Reproduce every one of the rows below word for word, leaving out the pictures.
=-=-=
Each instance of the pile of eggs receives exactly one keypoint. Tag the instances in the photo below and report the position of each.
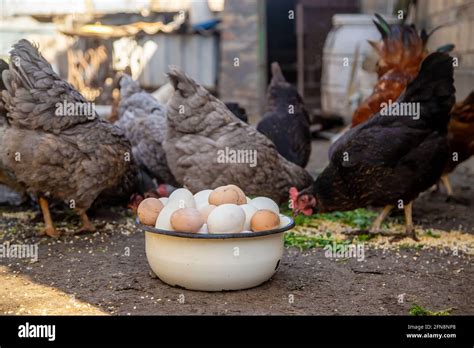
(224, 210)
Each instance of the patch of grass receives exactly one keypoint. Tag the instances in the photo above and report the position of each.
(359, 218)
(304, 242)
(417, 310)
(431, 234)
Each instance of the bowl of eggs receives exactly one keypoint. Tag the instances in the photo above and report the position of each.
(214, 240)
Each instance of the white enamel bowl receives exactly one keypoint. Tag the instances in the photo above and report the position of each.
(215, 262)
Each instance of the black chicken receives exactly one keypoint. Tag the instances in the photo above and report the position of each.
(389, 160)
(286, 122)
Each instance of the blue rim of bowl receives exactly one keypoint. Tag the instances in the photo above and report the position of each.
(216, 236)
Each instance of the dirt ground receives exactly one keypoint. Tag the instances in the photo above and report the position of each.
(107, 272)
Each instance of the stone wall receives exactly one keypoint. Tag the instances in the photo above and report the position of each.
(458, 18)
(242, 34)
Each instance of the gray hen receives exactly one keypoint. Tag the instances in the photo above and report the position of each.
(71, 156)
(200, 130)
(143, 120)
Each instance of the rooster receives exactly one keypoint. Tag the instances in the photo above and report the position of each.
(389, 160)
(70, 156)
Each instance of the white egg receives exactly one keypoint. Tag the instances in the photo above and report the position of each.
(182, 198)
(202, 198)
(163, 221)
(265, 203)
(249, 210)
(226, 218)
(203, 229)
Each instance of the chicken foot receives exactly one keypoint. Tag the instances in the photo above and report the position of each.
(49, 228)
(375, 228)
(87, 226)
(410, 230)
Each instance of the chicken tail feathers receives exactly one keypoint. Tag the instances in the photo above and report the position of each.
(182, 83)
(433, 90)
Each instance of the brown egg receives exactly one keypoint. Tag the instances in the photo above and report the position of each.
(148, 211)
(264, 220)
(229, 194)
(187, 220)
(206, 210)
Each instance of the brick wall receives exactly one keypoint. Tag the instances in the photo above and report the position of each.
(458, 18)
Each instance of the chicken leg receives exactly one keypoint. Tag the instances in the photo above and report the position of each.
(49, 228)
(378, 221)
(87, 226)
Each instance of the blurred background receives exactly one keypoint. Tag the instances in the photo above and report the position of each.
(228, 45)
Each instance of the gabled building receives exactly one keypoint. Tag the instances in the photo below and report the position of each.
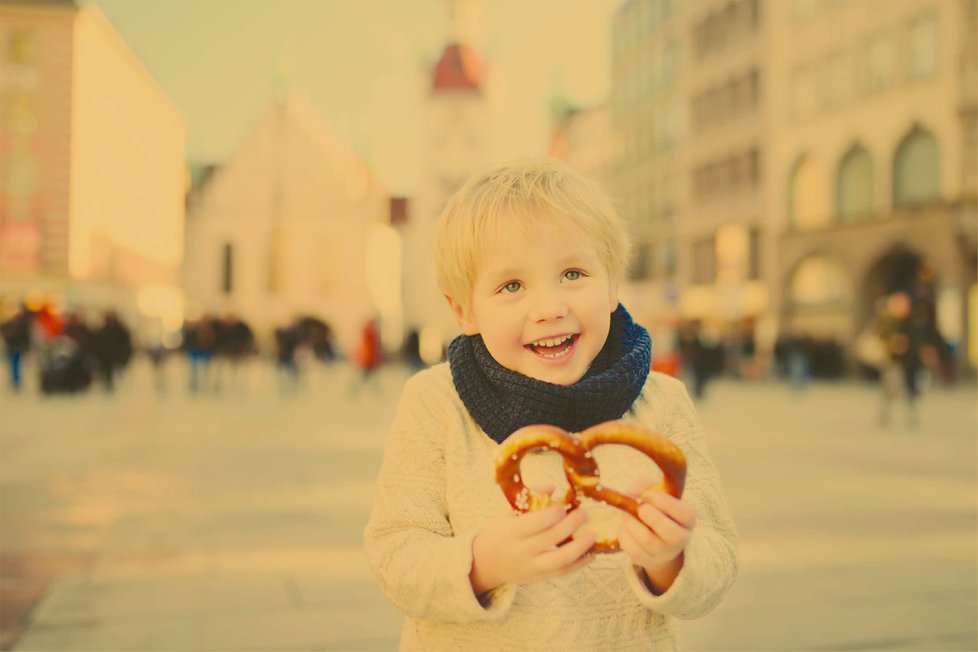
=-=-=
Solution to the problem:
Each instance of the pile of eggs receives exactly one keypoint. Tag the instances in the photo below and report the position of each.
(224, 210)
Each instance of the patch of grass receives exactly one keypoint. Tag the instances in the photo above and report the position of each.
(359, 218)
(304, 242)
(417, 310)
(431, 234)
Each instance of the bowl of eggs receives exactly one keypoint. Tag the instances in the photo above and report the position of each.
(214, 240)
Each instance of the white enamel bowl receives exactly one keypoint. Tag the instances in the photo above and report the position of each.
(215, 262)
Each instance of the black chicken receives exactly one keypoint. Tag the instances in the photo above and report the position of each.
(389, 160)
(286, 122)
Each instance of the blue rim of bowl receives exactly one keypoint. Tag the instances in the photo above and report the position of each.
(216, 236)
Each instance of the dirt ground receives exactly one keypoint. Tag the instances in the photo above and report the position of each.
(107, 272)
Each instance of the stone wall receives exactly one keypoint. Tag the instances in the photo above and report the position of each.
(458, 18)
(242, 34)
Each instance of the gray hen receives exactly one keypoint. Tag the instances in the photo above and report the position of each.
(71, 156)
(200, 130)
(143, 120)
Each instance of the rooster receives exactly one keypoint. Tag the instances in the photo above and report the position of each.
(389, 160)
(70, 156)
Each instance of the white egg receives exactly one keypoint. Tag the instances in the photo above and report the position of each.
(182, 198)
(202, 198)
(163, 221)
(265, 203)
(249, 210)
(226, 218)
(203, 229)
Each instance of the chicken foot receives exactly one keypoint. Tag the instances in the photo above and report the position of each.
(49, 228)
(375, 228)
(87, 226)
(410, 230)
Each instance of the chicken tail feathers receives exactly one keypoint. Tag the instances in the photo above and report the position of each.
(182, 83)
(433, 90)
Each instance of the brown egg receives exactly one keypoint. Tag the instances in the photo above and report the position of each.
(148, 211)
(264, 220)
(229, 194)
(187, 220)
(206, 210)
Each instance of the brick wall receives exactly one keypoint. Tag the instances in the photo above and report the position of each.
(458, 18)
Each instance of the chicken leg receives exactly one keypoint. Tag the instances in the photo above and report the position of each.
(49, 228)
(378, 221)
(87, 226)
Each instance of the blurred background receives exactly one keypoint. Tag the instances in the photo above and report the position of each.
(228, 45)
Each instance of the gabled building receives exactly one keypoint. Tag the instances in the photo below and report the position of each.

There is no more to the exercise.